* Provided material *
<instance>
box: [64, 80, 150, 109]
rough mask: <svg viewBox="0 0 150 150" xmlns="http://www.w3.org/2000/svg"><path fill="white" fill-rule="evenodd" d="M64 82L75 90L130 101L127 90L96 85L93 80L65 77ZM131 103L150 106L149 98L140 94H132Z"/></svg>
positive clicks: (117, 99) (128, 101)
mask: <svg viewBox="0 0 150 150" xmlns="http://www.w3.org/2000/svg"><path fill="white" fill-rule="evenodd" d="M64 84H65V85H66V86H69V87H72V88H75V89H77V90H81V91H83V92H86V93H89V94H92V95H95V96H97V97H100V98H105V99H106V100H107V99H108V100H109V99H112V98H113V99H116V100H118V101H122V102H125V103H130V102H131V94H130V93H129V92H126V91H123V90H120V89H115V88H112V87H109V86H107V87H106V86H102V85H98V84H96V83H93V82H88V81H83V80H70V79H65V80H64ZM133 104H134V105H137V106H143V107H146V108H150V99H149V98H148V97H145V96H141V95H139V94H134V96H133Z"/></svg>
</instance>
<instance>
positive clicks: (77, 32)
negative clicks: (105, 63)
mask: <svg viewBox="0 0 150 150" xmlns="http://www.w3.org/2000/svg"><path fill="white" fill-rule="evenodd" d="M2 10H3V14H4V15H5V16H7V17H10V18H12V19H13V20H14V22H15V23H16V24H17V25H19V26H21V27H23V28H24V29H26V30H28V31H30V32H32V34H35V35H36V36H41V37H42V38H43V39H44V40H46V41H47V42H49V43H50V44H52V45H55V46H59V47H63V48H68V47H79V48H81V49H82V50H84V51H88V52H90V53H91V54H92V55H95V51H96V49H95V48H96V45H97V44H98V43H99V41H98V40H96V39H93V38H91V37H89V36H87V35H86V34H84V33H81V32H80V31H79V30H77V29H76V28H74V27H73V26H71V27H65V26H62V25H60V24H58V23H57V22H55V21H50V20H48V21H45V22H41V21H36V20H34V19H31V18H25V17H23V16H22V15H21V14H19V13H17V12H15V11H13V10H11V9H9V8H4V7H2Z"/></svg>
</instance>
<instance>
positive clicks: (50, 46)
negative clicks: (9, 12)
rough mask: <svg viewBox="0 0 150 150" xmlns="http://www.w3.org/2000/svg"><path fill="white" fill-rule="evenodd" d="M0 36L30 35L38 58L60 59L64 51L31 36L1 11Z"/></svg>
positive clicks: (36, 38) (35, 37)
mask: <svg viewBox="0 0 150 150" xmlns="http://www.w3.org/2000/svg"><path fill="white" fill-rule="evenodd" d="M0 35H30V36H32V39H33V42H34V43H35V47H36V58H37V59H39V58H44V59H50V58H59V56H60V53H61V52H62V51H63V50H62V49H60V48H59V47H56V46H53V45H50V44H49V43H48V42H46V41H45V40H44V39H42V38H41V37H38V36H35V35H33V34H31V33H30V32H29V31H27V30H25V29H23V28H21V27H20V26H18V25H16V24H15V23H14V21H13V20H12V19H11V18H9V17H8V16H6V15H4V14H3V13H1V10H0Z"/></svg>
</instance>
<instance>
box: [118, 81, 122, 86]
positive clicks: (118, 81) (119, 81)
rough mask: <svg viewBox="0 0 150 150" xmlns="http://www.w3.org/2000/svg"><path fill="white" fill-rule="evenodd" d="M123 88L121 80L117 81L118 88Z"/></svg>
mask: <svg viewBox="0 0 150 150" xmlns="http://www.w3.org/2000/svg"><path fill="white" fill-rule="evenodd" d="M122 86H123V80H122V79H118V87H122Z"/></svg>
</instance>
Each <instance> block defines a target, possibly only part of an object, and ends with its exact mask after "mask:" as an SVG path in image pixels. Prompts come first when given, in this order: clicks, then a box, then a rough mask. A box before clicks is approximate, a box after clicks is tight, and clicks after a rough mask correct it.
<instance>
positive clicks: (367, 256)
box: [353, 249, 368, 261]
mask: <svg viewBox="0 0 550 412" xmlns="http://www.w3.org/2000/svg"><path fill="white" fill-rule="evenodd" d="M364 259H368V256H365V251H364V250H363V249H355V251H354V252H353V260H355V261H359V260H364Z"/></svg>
==
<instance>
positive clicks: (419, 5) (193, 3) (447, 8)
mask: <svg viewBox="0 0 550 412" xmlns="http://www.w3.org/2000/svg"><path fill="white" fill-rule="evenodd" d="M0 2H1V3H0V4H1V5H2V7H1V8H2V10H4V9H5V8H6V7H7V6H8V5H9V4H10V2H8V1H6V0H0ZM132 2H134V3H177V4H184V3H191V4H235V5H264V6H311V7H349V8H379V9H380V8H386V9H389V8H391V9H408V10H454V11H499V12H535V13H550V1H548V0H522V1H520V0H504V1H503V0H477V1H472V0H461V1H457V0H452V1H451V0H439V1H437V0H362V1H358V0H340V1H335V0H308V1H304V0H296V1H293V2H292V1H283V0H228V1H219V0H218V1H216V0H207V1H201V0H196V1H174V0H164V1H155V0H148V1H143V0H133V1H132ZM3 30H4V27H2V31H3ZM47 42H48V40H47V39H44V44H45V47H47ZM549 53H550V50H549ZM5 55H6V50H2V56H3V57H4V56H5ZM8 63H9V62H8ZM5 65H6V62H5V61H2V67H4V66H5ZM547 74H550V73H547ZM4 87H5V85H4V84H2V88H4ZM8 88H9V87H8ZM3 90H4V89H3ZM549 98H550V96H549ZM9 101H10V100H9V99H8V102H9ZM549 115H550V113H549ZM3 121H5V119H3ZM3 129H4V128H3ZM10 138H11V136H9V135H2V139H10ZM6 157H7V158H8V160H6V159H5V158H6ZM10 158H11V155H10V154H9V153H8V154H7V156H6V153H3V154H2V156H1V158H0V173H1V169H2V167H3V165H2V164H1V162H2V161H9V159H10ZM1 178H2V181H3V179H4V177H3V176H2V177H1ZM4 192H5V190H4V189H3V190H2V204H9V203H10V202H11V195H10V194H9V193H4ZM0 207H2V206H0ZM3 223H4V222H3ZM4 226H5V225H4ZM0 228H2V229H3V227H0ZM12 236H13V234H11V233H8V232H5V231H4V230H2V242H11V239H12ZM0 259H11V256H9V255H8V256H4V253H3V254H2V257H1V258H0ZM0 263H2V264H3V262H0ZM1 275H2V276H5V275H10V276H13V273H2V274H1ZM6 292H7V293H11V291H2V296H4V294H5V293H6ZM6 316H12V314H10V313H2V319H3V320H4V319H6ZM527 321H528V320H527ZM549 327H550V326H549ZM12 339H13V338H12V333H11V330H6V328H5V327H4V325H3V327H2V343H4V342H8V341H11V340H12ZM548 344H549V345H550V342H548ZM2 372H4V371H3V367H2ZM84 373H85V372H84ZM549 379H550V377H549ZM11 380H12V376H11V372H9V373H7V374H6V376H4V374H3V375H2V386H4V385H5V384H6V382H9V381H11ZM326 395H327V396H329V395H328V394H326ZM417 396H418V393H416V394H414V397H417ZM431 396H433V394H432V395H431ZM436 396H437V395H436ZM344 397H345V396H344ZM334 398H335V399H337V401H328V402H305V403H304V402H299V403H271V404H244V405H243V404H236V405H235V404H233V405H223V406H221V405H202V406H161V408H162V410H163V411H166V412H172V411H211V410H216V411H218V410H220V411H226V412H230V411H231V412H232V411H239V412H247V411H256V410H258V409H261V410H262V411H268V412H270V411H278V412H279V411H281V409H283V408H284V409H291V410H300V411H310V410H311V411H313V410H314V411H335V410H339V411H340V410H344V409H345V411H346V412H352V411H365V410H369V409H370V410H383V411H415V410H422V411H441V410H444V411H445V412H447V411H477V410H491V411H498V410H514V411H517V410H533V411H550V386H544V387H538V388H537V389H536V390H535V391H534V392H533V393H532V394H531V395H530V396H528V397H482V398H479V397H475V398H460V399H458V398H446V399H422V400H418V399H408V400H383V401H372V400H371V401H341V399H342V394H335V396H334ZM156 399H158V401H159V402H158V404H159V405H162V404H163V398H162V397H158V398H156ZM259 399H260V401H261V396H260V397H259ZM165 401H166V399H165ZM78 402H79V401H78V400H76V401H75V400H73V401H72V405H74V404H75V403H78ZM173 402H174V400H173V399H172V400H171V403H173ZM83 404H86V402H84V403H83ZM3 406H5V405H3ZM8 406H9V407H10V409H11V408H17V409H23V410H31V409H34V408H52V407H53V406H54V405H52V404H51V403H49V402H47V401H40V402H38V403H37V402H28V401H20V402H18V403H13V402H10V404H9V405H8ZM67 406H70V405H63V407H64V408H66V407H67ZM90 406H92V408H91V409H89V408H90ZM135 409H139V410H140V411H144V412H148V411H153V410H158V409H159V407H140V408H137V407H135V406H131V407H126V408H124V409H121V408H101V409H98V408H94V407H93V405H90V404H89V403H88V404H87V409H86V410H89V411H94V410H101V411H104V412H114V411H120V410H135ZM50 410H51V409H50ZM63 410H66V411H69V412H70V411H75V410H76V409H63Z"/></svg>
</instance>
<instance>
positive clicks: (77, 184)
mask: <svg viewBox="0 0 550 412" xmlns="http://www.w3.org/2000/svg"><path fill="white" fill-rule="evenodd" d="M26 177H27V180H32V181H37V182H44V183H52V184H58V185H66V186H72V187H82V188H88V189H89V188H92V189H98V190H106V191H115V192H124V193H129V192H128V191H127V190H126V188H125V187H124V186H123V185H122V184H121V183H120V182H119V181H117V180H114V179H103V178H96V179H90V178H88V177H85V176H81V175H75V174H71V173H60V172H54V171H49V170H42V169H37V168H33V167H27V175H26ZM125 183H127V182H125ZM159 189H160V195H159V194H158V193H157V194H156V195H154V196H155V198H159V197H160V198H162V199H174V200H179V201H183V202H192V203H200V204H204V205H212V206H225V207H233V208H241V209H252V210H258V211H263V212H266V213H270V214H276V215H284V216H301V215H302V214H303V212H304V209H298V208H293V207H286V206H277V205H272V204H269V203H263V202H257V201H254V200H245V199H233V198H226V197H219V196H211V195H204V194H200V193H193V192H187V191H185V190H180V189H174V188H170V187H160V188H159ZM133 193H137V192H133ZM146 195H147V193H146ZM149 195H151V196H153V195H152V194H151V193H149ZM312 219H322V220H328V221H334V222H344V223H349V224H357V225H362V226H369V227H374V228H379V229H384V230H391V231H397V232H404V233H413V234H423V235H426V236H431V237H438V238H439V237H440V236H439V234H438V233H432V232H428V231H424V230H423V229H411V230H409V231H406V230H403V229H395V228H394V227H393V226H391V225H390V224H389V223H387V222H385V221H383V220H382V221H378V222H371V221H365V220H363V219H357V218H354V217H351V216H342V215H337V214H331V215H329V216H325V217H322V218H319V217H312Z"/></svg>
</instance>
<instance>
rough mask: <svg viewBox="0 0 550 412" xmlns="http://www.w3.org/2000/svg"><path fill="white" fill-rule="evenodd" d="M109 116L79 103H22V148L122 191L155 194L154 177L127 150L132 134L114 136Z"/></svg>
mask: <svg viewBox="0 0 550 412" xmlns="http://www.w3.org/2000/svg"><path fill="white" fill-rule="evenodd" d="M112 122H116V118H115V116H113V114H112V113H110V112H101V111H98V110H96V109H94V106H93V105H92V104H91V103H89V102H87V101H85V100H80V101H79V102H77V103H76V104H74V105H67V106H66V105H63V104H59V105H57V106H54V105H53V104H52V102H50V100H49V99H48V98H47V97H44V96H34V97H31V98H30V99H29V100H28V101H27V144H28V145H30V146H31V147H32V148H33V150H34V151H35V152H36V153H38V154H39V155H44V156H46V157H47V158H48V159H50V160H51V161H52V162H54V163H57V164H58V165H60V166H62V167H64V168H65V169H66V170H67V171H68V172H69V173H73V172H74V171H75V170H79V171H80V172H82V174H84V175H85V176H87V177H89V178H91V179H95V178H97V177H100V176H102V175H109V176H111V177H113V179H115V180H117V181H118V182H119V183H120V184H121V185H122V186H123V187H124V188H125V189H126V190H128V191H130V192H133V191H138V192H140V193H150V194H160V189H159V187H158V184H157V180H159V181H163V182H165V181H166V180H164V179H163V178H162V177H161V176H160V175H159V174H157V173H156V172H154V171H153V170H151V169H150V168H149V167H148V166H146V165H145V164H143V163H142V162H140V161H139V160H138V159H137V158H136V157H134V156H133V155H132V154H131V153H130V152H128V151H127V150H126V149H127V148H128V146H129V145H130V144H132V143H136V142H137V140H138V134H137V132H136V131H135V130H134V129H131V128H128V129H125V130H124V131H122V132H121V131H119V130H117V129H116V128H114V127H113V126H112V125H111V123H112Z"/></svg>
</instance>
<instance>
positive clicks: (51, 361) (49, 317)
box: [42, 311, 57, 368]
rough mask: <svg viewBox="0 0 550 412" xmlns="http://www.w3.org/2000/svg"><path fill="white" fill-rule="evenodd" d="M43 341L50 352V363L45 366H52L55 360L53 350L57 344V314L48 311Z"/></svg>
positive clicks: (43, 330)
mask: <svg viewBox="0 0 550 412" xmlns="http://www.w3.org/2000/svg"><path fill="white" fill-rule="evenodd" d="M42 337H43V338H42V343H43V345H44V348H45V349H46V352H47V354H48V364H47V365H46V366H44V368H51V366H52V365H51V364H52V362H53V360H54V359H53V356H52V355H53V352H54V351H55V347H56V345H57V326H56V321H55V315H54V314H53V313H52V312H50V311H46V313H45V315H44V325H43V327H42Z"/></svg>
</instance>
--
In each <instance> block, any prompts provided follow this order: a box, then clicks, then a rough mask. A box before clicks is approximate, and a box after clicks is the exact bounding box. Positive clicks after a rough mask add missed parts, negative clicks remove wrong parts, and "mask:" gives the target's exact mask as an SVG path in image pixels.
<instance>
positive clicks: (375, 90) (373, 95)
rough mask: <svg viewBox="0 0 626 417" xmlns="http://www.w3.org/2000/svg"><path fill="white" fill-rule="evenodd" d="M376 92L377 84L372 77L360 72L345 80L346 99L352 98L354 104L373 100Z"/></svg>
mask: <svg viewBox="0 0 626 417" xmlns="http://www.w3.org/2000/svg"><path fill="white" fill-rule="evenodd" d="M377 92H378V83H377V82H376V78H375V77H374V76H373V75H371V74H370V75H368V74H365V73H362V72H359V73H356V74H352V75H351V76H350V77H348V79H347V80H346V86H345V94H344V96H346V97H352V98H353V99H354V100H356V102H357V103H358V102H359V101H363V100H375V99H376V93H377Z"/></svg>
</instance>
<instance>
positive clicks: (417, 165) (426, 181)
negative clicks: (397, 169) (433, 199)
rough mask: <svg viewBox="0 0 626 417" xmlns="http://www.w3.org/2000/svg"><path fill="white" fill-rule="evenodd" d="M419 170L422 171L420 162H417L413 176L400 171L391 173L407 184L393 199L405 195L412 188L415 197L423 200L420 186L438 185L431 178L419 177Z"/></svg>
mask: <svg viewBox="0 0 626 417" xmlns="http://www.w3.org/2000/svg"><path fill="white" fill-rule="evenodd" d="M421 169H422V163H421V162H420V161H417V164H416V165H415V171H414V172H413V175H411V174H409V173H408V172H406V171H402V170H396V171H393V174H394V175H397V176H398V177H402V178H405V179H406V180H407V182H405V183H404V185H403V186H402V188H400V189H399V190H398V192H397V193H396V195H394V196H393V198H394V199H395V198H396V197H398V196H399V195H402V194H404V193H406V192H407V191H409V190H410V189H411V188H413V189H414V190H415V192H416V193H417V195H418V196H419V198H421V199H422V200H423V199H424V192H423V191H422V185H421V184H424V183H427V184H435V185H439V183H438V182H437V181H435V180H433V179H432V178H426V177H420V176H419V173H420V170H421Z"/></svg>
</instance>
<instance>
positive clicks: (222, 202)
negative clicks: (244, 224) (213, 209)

* Activity *
Count every line in the listing that holds the word "approximate". Report the count and nothing else.

* Final answer *
2